BEGIN SELECTED PASSAGE

Subject: Re: BSD needs BIOS?
To: Jonathan Stone <jonathan@DSG.Stanford.EDU>
From: Grant Stockly <gussie@stockly.com>
List: port-i386
Date: 08/03/1999 14:44:47
>In message <v04020a00b3cd136de866@[24.237.5.4]>,
>Grant Stockly writes:
>
>>But does NetBSD ever use the bios?  Once the kernel is loaded, is the BIOS
>>ever refrenced?
>
>apm callbacks.  Is power management an issue for your emebedded device?

No.

>(Matthias' pnpbios bus does pnpbios callbacks but we can ignore that
>if you dont claim a PnP BIOS).

Its not PNP

>the normal i386 install code expects to find disk info from the
>BIOS, but if you prepare a ROM image you probably can ignore that.

What do you mean?  If I were to make a file system image to load into RAM
from ROM (like the install disk) then it woudldn't need disk info, or would
it?

Doesn't NetBSD use the info it gets when it scans the IDE busses?

END SELECTED PASSAGE
BEGIN STORED DATA

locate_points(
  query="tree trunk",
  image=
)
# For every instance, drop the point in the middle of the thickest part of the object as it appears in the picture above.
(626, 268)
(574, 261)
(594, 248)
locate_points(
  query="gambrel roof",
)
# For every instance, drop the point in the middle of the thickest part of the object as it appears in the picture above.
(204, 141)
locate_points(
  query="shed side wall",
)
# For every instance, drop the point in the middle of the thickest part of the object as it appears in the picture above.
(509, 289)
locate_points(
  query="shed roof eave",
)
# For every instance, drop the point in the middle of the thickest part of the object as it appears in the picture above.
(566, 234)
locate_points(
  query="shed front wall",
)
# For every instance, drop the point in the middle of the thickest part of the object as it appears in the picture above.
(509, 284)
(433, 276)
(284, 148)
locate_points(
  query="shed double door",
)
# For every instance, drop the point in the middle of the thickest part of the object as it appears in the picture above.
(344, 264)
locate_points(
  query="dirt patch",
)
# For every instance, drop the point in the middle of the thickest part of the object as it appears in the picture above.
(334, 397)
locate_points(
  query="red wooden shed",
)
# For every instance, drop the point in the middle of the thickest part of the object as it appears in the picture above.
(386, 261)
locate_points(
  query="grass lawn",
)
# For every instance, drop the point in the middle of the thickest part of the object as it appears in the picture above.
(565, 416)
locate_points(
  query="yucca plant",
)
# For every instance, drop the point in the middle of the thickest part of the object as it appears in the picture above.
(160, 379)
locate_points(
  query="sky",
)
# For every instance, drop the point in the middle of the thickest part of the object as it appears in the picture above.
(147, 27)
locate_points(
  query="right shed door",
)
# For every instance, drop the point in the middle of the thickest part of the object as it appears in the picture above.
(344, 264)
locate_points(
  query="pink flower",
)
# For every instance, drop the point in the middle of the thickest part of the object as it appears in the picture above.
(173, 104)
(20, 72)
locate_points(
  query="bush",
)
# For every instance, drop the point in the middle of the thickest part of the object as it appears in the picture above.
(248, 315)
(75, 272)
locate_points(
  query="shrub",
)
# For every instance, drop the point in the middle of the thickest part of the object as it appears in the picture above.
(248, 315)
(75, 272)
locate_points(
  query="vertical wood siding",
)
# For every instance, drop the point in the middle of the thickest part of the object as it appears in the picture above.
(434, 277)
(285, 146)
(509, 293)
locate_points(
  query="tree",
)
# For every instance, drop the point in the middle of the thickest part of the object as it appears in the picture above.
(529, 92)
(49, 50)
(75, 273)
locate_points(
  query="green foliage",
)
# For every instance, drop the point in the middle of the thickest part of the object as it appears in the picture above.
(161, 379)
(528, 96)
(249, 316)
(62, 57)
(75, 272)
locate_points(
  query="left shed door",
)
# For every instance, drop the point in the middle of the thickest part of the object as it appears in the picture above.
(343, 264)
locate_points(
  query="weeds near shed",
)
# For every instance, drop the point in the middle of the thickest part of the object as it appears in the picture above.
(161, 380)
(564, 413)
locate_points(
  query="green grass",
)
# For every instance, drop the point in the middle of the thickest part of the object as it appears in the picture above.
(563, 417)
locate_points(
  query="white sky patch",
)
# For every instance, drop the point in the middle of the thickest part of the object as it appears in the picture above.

END STORED DATA

◆ REQUIREMENTS ◆
[a] From the mailing-list reply about NetBSD and the BIOS, repeat the passage from "To: Jonathan Stone" to "your emebedded device?".
[b] Answer these questions about the mailing-list reply about NetBSD and the BIOS:
(i) On which list was the message posted?
(ii) What callbacks does the quoted reply name when asked whether the BIOS is ever referenced once the kernel is loaded?
(iii) Which busses does the final line ask about NetBSD scanning?
[c] Extend the mailing-list reply about NetBSD and the BIOS beyond its final line.

◆ TASK-BY-TASK RESULTS ◆
[a]
To: Jonathan Stone <jonathan@DSG.Stanford.EDU>
From: Grant Stockly <gussie@stockly.com>
List: port-i386
Date: 08/03/1999 14:44:47
>In message <v04020a00b3cd136de866@[24.237.5.4]>,
>Grant Stockly writes:
>
>>But does NetBSD ever use the bios?  Once the kernel is loaded, is the BIOS
>>ever refrenced?
>
>apm callbacks.  Is power management an issue for your emebedded device?

[b]
(i) port-i386
(ii) apm callbacks
(iii) The IDE busses

[c]
>It'd be interesting to examine what's necessary to split sys/arch/i386
>into separate `PC architecture' and `i386 CPU', but PC arch is so
>dominant that the payback probably isn't worth it.
>
>(I couldn't get to www.stockly.com, so I'm assuming your embedded
>device has conventional Wintel interrupt control

Its an embedded design I'm making, so unless the wintel stuff is inside the
386...Its not going to be there.  :)

Try later.  www.gci.net and www.gci.com are not very reliable WinNT servers...

The gateway goes up and down so often I can be in the middle of loading a
www page and it will stop.  :\

>ISA or successor I/O
>architecture, support chips, etc; If it doesn't you'd probably have to
>do the above split anyways.)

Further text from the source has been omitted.